- EXERCISE TASKS:
a - Does each statement agree with the Surrogates For Social Touch text: (i) touch is the last sense to develop in utero; (ii) we sense our surroundings through the skin even while sleeping; (iii) Tiffany Field is a sensory neuroscientist? Answer yes or no for each, and quote the words that decide it.
b - Repeat the part of the Surrogates For Social Touch text starting at "Touch others, if" and ending at "even while sleeping.".
c - Write the next part of the Surrogates For Social Touch text, going on from its last sentence.

- TEXT BLOCK:
========

Surrogates For Social Touch
Surrogates For Social Touch 2018-ongoing
Faux fur, fabric, foam, found objects
Choose an object from the wall. Touch yourself.
Touch others, if they consent.
Let your skin decide what it wants.
Return the object to its place. Repeat at your pleasure.
Touch is the first sense developed in utero and the last to deteriorate with age. It is our first language; the skin is our primary organ of communication, and the largest sensory organ. We possess no off switch for our tactile perception: we constantly sense and gain knowledge of our surroundings through the skin, even while sleeping.
Psychologist Tiffany Field maintains that the growing stigmatisation of touch, due to fear of sexual abuse lawsuits, is leading to ‘touch hunger’. She suggests that our preoccupation with the disembodied digital world of experience is also causing touch deprivation. Sensory neuroscientist Francis McGlone is alarmed at the disappearance of touch from our daily lives and how we suffer physically and mentally in its absence. My work playfully addresses our essential human need for touch when it posits objects as surrogates for the caress and embrace of another.

========

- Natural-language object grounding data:
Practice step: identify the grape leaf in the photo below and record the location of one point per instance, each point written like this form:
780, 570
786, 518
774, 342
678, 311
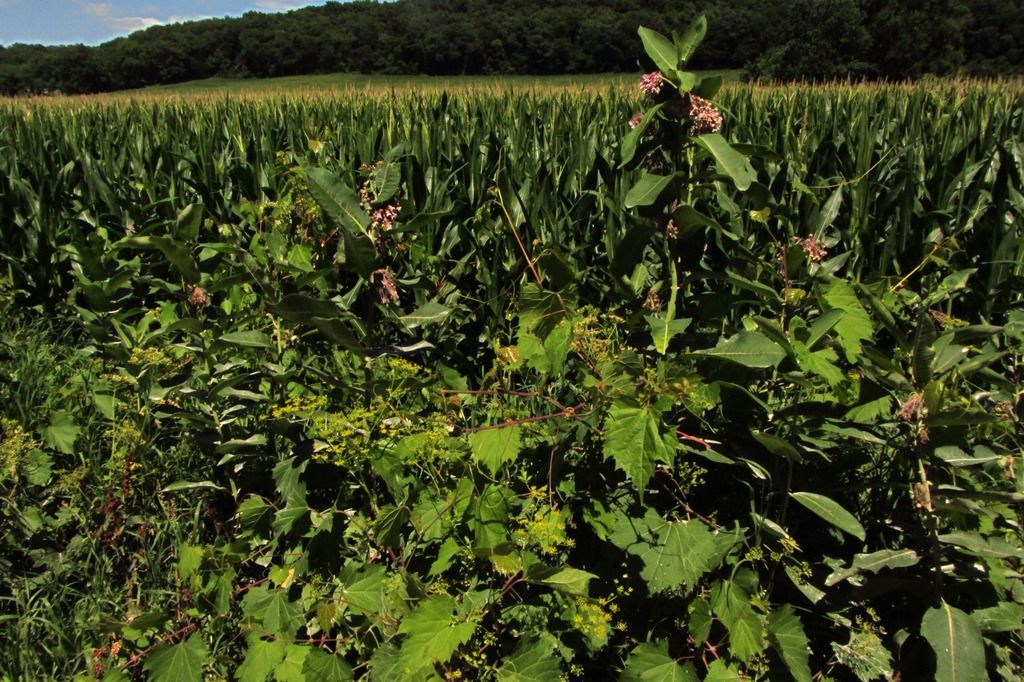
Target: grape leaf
493, 448
650, 663
261, 659
532, 661
177, 663
633, 439
786, 636
956, 640
432, 633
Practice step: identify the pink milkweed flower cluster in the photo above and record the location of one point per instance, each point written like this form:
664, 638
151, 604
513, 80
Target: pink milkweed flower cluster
383, 218
815, 249
705, 117
386, 289
650, 84
198, 298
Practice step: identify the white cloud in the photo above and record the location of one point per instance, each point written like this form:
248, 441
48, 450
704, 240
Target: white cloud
105, 12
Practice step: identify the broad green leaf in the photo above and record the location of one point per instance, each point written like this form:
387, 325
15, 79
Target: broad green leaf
255, 515
429, 313
247, 339
663, 329
972, 543
833, 512
325, 667
777, 446
177, 663
633, 439
290, 669
302, 308
728, 160
650, 663
628, 147
683, 552
366, 594
489, 515
752, 349
855, 327
563, 579
827, 214
956, 640
692, 37
494, 448
340, 333
875, 562
187, 223
659, 49
261, 659
179, 485
786, 636
339, 201
189, 559
38, 467
731, 605
532, 661
720, 671
387, 178
1006, 616
824, 324
271, 610
820, 363
285, 519
647, 189
61, 432
865, 655
433, 634
176, 254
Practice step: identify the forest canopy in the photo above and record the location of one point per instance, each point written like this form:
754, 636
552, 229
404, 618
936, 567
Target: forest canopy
796, 39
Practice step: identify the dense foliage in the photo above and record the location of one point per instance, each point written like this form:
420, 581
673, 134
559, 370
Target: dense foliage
797, 39
515, 387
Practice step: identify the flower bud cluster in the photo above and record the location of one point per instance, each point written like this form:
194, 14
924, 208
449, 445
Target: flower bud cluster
705, 117
651, 83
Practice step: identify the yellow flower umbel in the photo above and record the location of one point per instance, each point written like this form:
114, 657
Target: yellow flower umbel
593, 620
543, 528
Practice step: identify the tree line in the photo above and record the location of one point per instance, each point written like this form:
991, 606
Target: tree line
795, 39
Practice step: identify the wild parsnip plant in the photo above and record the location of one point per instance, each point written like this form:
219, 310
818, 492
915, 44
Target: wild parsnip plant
681, 384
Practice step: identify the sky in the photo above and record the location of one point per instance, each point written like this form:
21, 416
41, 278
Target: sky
70, 22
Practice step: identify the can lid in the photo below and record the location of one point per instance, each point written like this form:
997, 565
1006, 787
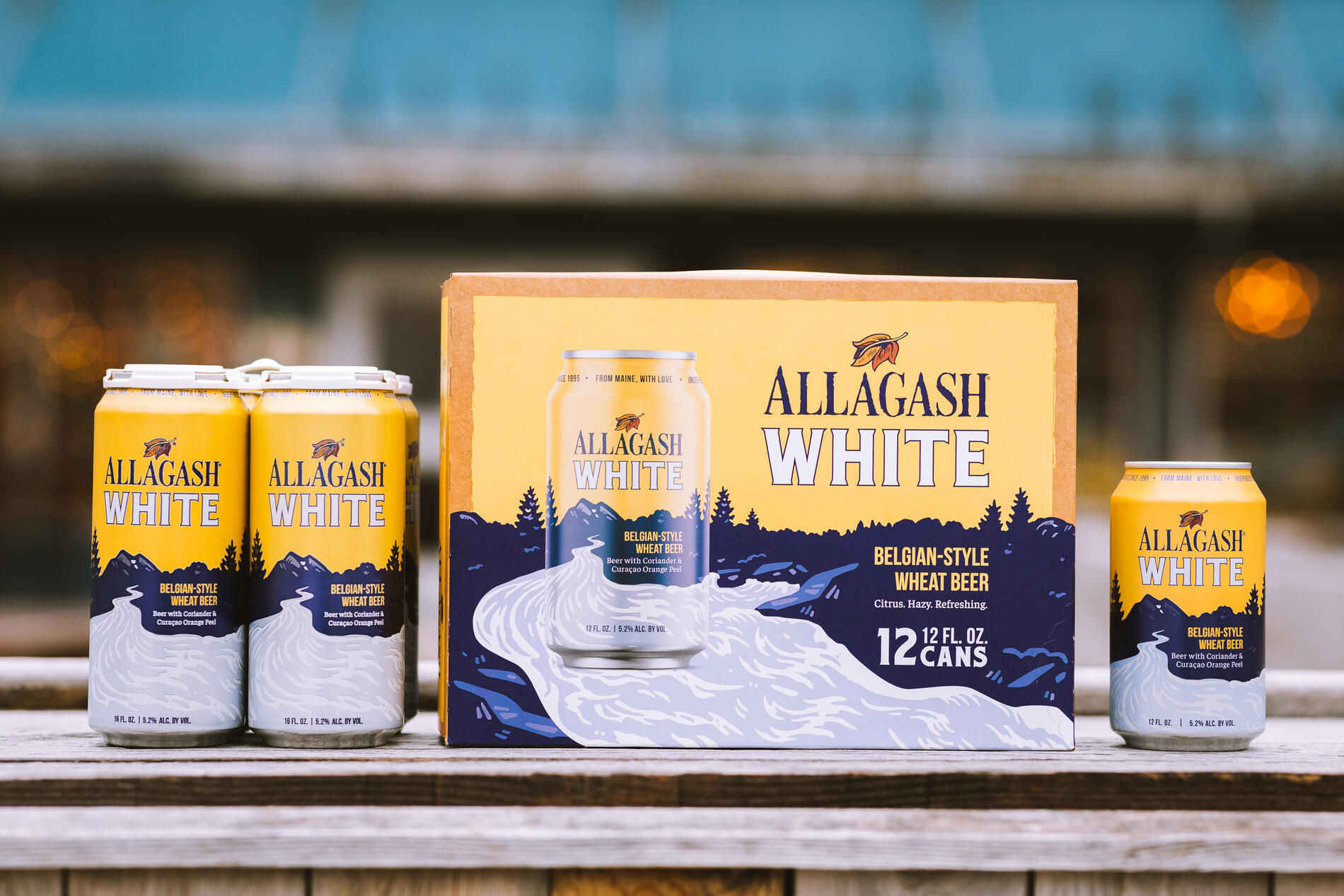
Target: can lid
202, 376
313, 376
1186, 465
252, 374
628, 352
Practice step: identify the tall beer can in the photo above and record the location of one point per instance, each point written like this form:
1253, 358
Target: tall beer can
627, 509
167, 557
328, 633
1187, 606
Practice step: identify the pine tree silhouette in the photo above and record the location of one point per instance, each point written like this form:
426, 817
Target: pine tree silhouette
528, 512
258, 561
1021, 515
722, 508
693, 507
551, 516
994, 520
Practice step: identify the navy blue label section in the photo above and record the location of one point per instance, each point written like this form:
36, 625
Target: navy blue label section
195, 600
659, 548
1012, 641
491, 699
1023, 621
362, 601
1226, 645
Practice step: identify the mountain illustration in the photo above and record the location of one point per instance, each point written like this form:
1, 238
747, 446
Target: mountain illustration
129, 563
1184, 656
296, 566
585, 513
163, 609
308, 578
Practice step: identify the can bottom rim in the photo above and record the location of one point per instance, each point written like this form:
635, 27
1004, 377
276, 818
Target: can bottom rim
167, 739
627, 658
1172, 743
327, 739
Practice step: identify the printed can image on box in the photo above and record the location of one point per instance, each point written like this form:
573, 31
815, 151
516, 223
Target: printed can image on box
1187, 606
628, 448
882, 554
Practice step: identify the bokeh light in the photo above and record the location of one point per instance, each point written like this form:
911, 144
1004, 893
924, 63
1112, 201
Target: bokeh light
1266, 297
176, 307
45, 308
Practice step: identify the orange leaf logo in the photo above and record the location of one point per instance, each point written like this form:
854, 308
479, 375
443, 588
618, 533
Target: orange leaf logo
159, 448
1190, 519
875, 349
628, 422
327, 448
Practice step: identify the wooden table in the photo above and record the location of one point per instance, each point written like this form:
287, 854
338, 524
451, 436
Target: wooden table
415, 817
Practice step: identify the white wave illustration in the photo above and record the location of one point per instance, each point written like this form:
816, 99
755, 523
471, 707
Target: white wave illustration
134, 672
1142, 687
760, 680
299, 672
584, 601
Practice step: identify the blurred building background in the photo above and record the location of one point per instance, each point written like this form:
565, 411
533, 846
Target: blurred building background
219, 180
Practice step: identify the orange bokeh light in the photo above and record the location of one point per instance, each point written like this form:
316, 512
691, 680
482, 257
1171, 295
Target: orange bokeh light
1265, 296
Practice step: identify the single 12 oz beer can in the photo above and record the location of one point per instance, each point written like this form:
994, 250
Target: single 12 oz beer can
327, 641
1187, 606
627, 507
167, 557
412, 557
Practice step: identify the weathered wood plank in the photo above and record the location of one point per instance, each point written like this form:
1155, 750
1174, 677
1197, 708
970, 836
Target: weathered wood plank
1151, 884
1308, 884
30, 883
910, 883
52, 758
666, 882
648, 837
179, 882
429, 882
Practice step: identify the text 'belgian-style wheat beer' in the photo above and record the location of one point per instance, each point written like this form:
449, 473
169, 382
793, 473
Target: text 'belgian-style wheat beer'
412, 558
1187, 606
170, 508
327, 640
627, 507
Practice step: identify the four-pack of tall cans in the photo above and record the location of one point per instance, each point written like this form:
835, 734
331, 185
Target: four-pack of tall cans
253, 555
757, 509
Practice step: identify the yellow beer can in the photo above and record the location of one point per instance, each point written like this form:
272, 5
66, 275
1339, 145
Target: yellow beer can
627, 509
168, 557
1187, 606
327, 641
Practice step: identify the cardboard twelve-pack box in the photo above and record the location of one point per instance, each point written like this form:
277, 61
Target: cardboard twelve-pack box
846, 521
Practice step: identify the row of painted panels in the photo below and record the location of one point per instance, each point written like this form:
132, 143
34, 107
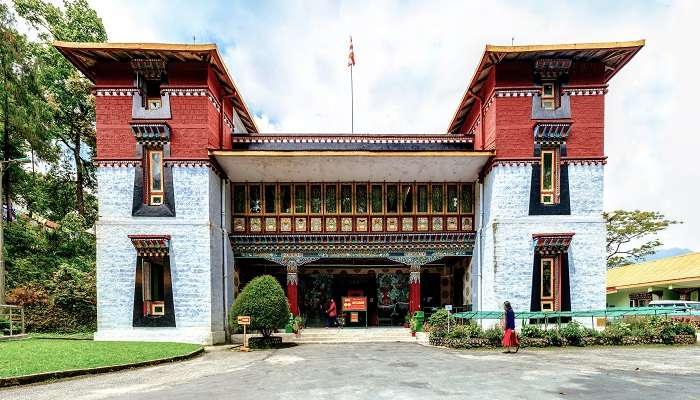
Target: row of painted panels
352, 224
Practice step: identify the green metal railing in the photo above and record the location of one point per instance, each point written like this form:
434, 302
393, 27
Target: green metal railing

========

- RESPONSES TO THE TASKS:
a -
(i) No: "Touch is the first sense developed in utero"
(ii) Yes: "we constantly sense and gain knowledge of our surroundings through the skin, even while sleeping"
(iii) No: "Psychologist Tiffany Field"

b -
Touch others, if they consent.
Let your skin decide what it wants.
Return the object to its place. Repeat at your pleasure.
Touch is the first sense developed in utero and the last to deteriorate with age. It is our first language; the skin is our primary organ of communication, and the largest sensory organ. We possess no off switch for our tactile perception: we constantly sense and gain knowledge of our surroundings through the skin, even while sleeping.

c -
In my studio practice I am fascinated by how allowing touch, and making works specifically to be touched, adds to the experience of installation art. My interest in touch and human sensory experience grew from lived experience of chronic illness. I have an immune system dysregulation that affects my senses. For the most part, I cannot smell; therefore, I taste very little. Often, on waking, I cannot focus my vision due to inflammation. My hearing and auditory processing is affected. I am thus acutely attuned to my senses and how their functioning, and relationship to each other, changes over time with the cyclical presentation of my condition. Touch therefore is my body’s dependable silent interface for perception and a source of deep personal comfort. Feeling the absence of touch in my life, whilst recovering from surgery in 2018, I began to explore how common household objects could be humorously reimagined as tools for touch and self-soothing.